#### [EXTRAIT DU DOCUMENT]
Date de publication: 04/10/2023

Copropriété divise et indivise : droits, risques et valeur

 

Face à la pénurie de logements, l’idée d’acquérir une copropriété peut paraître séduisante. Le marché offre une variété de copropriétés, mais il est essentiel de comprendre les différences entre les copropriétés divise et indivise. Ces deux formes présentent des particularités légales et financières distinctes qui peuvent avoir un impact significatif sur vos droits en tant que propriétaire. Par conséquent, il est essentiel de prendre en compte les obligations et les risques liés à ce genre d’investissement. 

Spécificités de la copropriété divise

La copropriété divise est caractérisée par l’article 1038 et les suivants du Code civil du Québec, qui décrivent ses composantes. Dès la publication de la déclaration de copropriété, la collectivité des copropriétaires constitue une personne morale, soit un syndicat de copropriété. Celui-ci a pour mission de conserver l’immeuble, d’entretenir et d’administrer les parties communes, de protéger les droits liés à l’immeuble ou à la copropriété, ainsi que de gérer toutes les opérations d’intérêt commun. Il doit notamment s’assurer que les travaux nécessaires à la conservation et à l’entretien de l’immeuble sont effectués. 

Spécificités de la copropriété indivise

L’article 1012 du Code civil du Québec stipule que l’indivision peut découler d’un contrat, d’une succession, d’un jugement ou de la loi. L’article 1015 précise que les parts des indivisaires sont présumées égales. Ainsi, une copropriété divise peut être détenue en copropriété indivise. Cet exemple montre bien la flexibilité et la complexité des structures de copropriété. En résumé, le risque lié à la qualité des droits sur lesquels repose la propriété dépend du contrat qui lie les indivisaires. En l’absence de contrat devant un avocat ou un notaire, la copropriété est divisée en parts égales entre les copropriétaires et ceux-ci sont solidairement responsables des obligations. En l’occurrence, ils pourraient tous ensemble hypothéquer la totalité de l’immeuble de façon solidaire. 
Dans le marché de la copropriété indivise, on ne retrouve généralement que des plex de petite taille, souvent régis par une convention d’indivisaires. Deux raisons expliquent ce phénomène. La première raison : à Montréal, par exemple, durant les années 2010 , la conversion des plex en copropriété divise était entravée par une lourdeur administrative de la part de la Ville et de la Régie du logement . Pour contourner cette contrainte, des groupes d’acheteurs ont choisi la copropriété indivise. La deuxième raison : cette formule n’est pas adaptée aux plex de plus grande taille en raison de sa complexité administrative et des risques financiers qu’elle représente.

#### [DÉFI 1]
Recopiez à l'identique tout le passage de l'article sur la copropriété allant de « L’article 1012 du Code » jusqu'à « de façon solidaire. ».
L'article ci-dessus et la liste qui suit sont deux sources indépendantes l'une de l'autre.

#### [JEU DE DONNÉES]
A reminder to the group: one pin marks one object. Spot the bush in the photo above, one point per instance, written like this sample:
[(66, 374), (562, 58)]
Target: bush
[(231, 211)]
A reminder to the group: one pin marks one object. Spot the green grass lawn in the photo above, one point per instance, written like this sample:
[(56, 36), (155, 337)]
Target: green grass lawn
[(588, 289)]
==
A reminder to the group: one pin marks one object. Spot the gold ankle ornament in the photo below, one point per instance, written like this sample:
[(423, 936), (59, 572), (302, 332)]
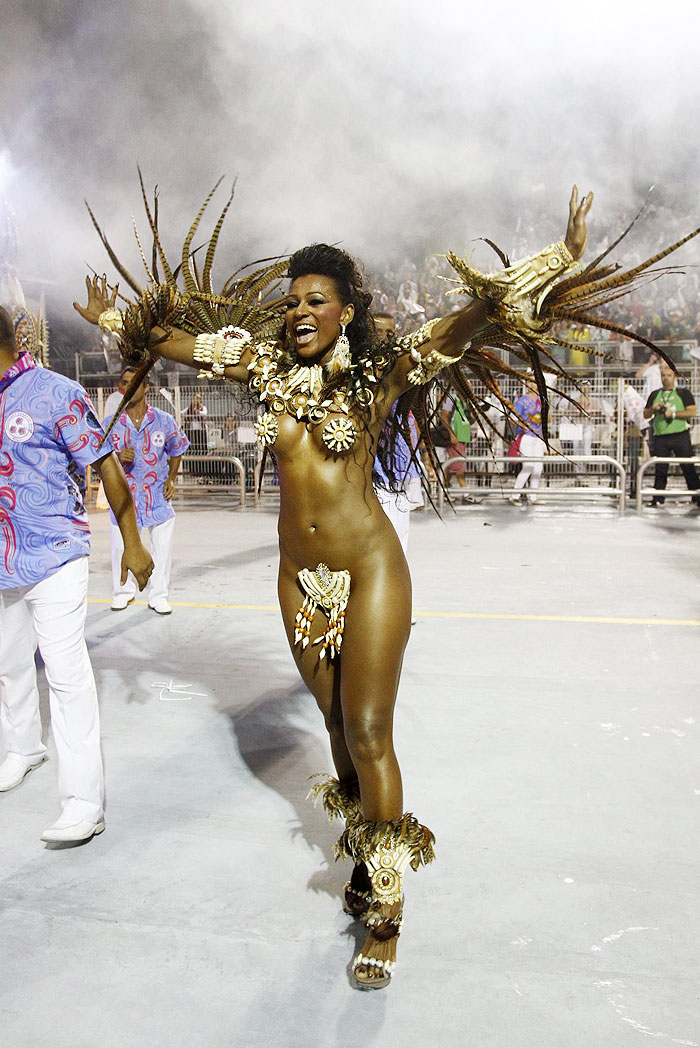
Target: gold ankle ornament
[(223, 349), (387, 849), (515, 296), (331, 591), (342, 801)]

#### [DÉFI 2]
Reproduisez fidèlement, dans la liste, toutes les lignes allant de celle qui contient « Spot the bush » jusqu'à celle qui contient « [(588, 289)] », l'une et l'autre incluses.

#### [RÉPONSE COMPLÈTE 1]
L’article 1012 du Code civil du Québec stipule que l’indivision peut découler d’un contrat, d’une succession, d’un jugement ou de la loi. L’article 1015 précise que les parts des indivisaires sont présumées égales. Ainsi, une copropriété divise peut être détenue en copropriété indivise. Cet exemple montre bien la flexibilité et la complexité des structures de copropriété. En résumé, le risque lié à la qualité des droits sur lesquels repose la propriété dépend du contrat qui lie les indivisaires. En l’absence de contrat devant un avocat ou un notaire, la copropriété est divisée en parts égales entre les copropriétaires et ceux-ci sont solidairement responsables des obligations. En l’occurrence, ils pourraient tous ensemble hypothéquer la totalité de l’immeuble de façon solidaire.

#### [RÉPONSE COMPLÈTE 2]
A reminder to the group: one pin marks one object. Spot the bush in the photo above, one point per instance, written like this sample:
[(66, 374), (562, 58)]
Target: bush
[(231, 211)]
A reminder to the group: one pin marks one object. Spot the green grass lawn in the photo above, one point per instance, written like this sample:
[(56, 36), (155, 337)]
Target: green grass lawn
[(588, 289)]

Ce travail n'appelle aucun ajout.